目標: 下の選曲コラムのうち、「Invention No. 13」から「でサントラ盤から。(三宅純)」までを、一字も変えずにそのまま出力してください。

表示テキスト:

--

ミュージシャン 勝沼 恭子 + 三宅 純


January 31, 2020 土曜の朝と日曜の夜の音楽。 今月の選曲家/勝沼恭子+三宅純 vol.5

January.21 – February.06, 2020

Saturday Morning

Title.
Invention No. 13 In A Minor, BWV 784
Artist.
Glenn Gould
グレン・グールドは僕にとってジャズ・ピアニストです。もちろんカザルスだって、僕にとってはジャズ・マンのひとりです。そんなことを言うと殺されそうな気配も感じますが、だとしたら、クラシックだとかジャズだとかはどうでもいいので、皆さんのご意見に従います。でも、こんな曲がお隣のお屋敷に住む、綺麗なお姉さんの部屋から流れてきたりしたら、その土曜日の朝はいつもと違う輪郭と立体感を持つだろうなぁ。グレン・グールドが全身に纏った、きらめくような天啓は、血沸き肉踊らせるものです。元々はバッハ・インヴェンションに入っていたテイクだったと思うけど、この映画のことを懐かしく思い出したのでサントラ盤から。(三宅純)

--

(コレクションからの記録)

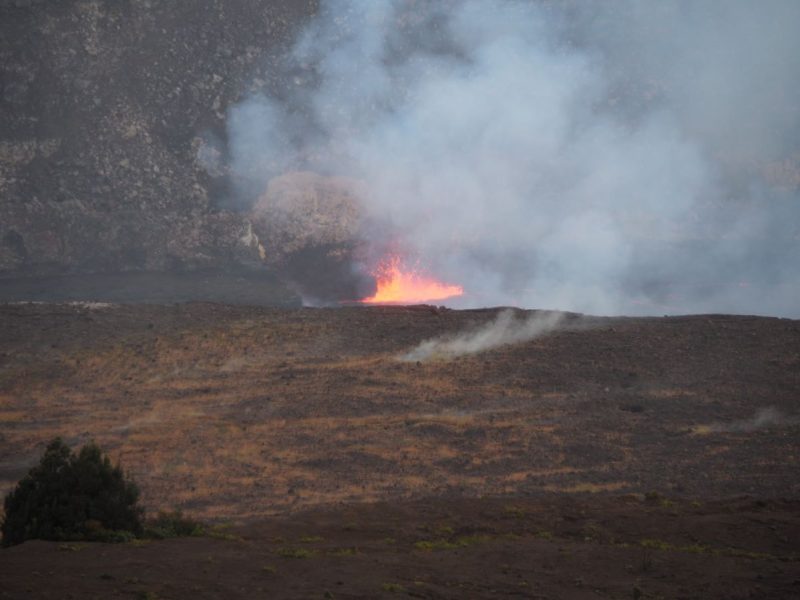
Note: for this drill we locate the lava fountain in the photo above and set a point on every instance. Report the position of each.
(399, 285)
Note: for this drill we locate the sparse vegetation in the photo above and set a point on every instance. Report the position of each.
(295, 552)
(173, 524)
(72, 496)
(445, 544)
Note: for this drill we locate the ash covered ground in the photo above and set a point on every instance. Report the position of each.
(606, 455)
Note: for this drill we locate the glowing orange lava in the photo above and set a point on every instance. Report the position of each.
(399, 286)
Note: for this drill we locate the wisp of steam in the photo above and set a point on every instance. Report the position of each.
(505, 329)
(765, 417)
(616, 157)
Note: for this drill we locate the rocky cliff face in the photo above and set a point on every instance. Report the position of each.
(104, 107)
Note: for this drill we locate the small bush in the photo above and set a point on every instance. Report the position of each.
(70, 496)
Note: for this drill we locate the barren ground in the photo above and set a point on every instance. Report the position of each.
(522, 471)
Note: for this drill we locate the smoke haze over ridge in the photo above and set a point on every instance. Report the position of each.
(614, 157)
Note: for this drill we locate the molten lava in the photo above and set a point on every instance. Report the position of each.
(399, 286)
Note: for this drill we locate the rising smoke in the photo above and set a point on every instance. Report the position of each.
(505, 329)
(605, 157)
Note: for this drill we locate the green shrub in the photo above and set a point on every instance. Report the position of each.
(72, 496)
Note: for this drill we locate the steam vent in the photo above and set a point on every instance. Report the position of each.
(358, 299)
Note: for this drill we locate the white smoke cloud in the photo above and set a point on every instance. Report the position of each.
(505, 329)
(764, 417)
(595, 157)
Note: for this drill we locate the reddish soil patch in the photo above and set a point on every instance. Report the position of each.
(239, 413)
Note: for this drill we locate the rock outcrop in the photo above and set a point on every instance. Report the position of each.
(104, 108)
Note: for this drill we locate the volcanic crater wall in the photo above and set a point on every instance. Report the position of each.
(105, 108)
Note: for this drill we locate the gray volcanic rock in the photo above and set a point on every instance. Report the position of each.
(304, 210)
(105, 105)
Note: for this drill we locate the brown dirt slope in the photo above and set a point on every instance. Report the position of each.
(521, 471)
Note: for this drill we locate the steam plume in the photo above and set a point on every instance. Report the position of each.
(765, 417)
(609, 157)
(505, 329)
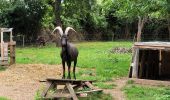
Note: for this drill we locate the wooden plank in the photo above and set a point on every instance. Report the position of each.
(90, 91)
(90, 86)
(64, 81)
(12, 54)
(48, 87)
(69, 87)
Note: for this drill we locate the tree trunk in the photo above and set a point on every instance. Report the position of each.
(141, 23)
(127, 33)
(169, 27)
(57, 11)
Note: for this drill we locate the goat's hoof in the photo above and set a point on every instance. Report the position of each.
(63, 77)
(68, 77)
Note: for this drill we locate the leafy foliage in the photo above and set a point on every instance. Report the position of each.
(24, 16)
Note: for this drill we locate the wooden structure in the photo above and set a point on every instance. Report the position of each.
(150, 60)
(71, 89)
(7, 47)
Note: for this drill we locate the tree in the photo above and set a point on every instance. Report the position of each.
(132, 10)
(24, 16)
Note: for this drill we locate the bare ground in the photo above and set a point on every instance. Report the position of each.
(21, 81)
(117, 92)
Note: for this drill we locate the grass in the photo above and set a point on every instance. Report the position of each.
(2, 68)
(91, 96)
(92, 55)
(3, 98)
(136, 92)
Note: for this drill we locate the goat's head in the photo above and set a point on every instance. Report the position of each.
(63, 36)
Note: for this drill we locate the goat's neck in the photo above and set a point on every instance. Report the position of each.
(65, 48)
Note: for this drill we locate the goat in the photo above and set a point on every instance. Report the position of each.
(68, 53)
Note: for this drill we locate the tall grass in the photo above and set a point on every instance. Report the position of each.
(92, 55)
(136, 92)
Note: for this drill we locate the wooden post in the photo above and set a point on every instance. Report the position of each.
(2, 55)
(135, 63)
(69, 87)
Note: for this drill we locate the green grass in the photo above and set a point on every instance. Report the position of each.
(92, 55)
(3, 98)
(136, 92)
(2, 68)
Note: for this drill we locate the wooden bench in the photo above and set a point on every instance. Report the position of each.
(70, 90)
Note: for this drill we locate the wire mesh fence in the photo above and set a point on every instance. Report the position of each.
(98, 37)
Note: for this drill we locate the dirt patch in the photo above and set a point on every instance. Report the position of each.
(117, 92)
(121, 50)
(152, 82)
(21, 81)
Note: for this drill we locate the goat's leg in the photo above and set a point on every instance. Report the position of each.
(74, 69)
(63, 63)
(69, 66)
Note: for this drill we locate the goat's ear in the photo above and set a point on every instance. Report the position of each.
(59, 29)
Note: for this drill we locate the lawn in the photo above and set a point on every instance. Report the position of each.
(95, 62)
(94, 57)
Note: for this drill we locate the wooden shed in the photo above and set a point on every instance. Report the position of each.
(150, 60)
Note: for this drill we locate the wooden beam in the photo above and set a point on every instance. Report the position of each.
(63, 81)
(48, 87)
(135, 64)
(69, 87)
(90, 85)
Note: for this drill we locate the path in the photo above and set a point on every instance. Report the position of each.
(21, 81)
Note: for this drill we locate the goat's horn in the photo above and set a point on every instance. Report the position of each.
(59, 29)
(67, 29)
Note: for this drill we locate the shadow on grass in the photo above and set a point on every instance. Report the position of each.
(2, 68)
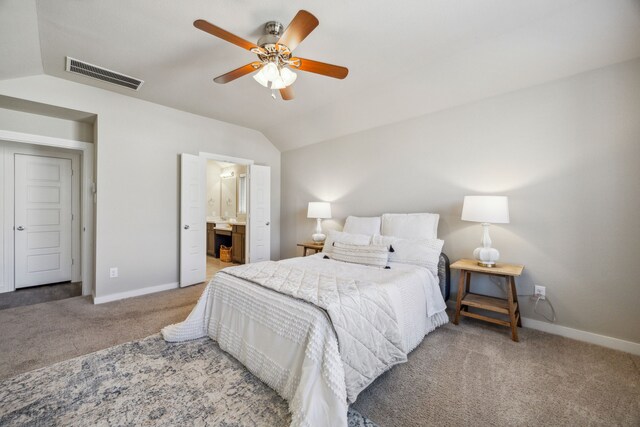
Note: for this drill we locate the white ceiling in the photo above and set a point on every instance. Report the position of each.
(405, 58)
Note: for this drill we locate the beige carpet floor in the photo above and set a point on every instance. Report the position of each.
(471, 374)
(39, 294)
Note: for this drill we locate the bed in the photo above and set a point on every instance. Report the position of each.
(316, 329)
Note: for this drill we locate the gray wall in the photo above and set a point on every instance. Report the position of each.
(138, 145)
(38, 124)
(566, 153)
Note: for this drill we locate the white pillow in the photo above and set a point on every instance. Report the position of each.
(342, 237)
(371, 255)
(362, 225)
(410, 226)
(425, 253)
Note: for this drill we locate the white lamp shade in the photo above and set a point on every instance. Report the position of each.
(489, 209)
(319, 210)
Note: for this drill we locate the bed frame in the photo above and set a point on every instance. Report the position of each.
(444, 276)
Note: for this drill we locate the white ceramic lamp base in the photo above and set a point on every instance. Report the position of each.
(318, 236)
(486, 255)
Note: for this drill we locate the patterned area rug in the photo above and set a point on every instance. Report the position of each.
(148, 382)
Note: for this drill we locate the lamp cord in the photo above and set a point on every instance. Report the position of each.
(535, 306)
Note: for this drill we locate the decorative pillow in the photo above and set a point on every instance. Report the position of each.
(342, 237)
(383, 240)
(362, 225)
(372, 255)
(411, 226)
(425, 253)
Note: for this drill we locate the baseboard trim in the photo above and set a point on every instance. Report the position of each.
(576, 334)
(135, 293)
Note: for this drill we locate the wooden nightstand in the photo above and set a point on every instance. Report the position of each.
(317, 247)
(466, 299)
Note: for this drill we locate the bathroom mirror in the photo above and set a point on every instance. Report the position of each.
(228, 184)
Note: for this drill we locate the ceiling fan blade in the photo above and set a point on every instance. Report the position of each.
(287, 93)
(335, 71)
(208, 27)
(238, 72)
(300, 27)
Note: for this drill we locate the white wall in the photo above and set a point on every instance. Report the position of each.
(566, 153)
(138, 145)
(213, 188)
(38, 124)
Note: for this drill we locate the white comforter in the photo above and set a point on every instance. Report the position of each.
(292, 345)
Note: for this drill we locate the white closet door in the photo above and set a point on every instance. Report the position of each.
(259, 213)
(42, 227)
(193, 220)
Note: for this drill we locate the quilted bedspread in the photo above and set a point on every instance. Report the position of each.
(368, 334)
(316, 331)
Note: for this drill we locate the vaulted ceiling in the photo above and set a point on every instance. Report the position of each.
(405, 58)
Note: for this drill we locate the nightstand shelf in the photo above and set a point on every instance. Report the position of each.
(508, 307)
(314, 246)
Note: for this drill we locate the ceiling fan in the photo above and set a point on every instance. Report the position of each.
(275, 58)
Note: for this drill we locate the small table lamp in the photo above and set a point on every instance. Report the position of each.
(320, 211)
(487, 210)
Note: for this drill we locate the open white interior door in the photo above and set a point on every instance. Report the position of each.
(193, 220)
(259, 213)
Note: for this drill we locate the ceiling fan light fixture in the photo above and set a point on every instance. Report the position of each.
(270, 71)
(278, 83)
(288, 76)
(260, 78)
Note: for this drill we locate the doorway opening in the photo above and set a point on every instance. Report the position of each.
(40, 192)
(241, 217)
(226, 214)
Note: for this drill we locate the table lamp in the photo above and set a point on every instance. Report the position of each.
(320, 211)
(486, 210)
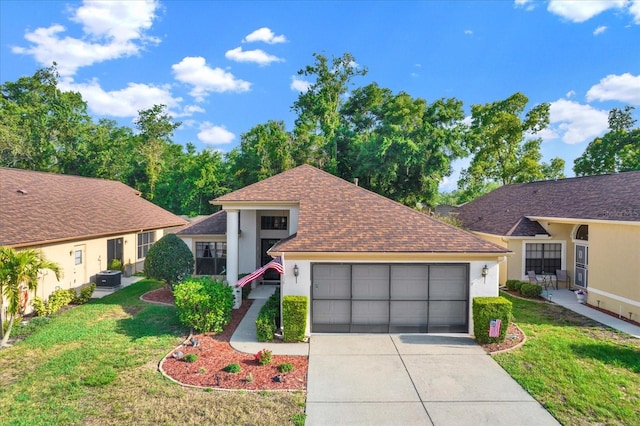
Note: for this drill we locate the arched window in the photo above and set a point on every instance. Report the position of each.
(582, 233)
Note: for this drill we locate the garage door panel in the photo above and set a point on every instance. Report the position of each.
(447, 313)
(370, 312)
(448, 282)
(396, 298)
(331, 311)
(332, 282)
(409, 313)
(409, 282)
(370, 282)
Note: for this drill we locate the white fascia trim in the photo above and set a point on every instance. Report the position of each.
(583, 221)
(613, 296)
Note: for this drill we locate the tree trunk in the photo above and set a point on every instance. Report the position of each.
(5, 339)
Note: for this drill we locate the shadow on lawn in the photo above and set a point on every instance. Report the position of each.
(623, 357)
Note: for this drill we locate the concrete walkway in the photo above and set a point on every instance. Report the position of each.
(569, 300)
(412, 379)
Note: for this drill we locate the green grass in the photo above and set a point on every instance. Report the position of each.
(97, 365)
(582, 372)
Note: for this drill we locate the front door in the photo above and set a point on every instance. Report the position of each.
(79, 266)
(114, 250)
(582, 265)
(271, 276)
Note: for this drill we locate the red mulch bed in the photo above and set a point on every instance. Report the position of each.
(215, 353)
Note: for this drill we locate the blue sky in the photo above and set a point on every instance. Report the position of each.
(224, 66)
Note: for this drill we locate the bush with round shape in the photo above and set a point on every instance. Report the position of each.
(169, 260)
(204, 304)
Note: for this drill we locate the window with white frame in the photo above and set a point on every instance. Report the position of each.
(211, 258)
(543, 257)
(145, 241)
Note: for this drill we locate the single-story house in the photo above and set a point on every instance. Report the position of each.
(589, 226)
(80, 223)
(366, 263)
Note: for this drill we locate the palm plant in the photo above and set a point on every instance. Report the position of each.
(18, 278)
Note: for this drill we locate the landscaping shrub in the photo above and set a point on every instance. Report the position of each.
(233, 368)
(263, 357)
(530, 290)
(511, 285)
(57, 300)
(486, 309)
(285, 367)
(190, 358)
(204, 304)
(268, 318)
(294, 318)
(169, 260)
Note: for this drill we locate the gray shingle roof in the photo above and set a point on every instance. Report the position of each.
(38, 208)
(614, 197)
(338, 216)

--

課題の結果:
Invention No. 13 In A Minor, BWV 784
Artist.
Glenn Gould
グレン・グールドは僕にとってジャズ・ピアニストです。もちろんカザルスだって、僕にとってはジャズ・マンのひとりです。そんなことを言うと殺されそうな気配も感じますが、だとしたら、クラシックだとかジャズだとかはどうでもいいので、皆さんのご意見に従います。でも、こんな曲がお隣のお屋敷に住む、綺麗なお姉さんの部屋から流れてきたりしたら、その土曜日の朝はいつもと違う輪郭と立体感を持つだろうなぁ。グレン・グールドが全身に纏った、きらめくような天啓は、血沸き肉踊らせるものです。元々はバッハ・インヴェンションに入っていたテイクだったと思うけど、この映画のことを懐かしく思い出したのでサントラ盤から。(三宅純)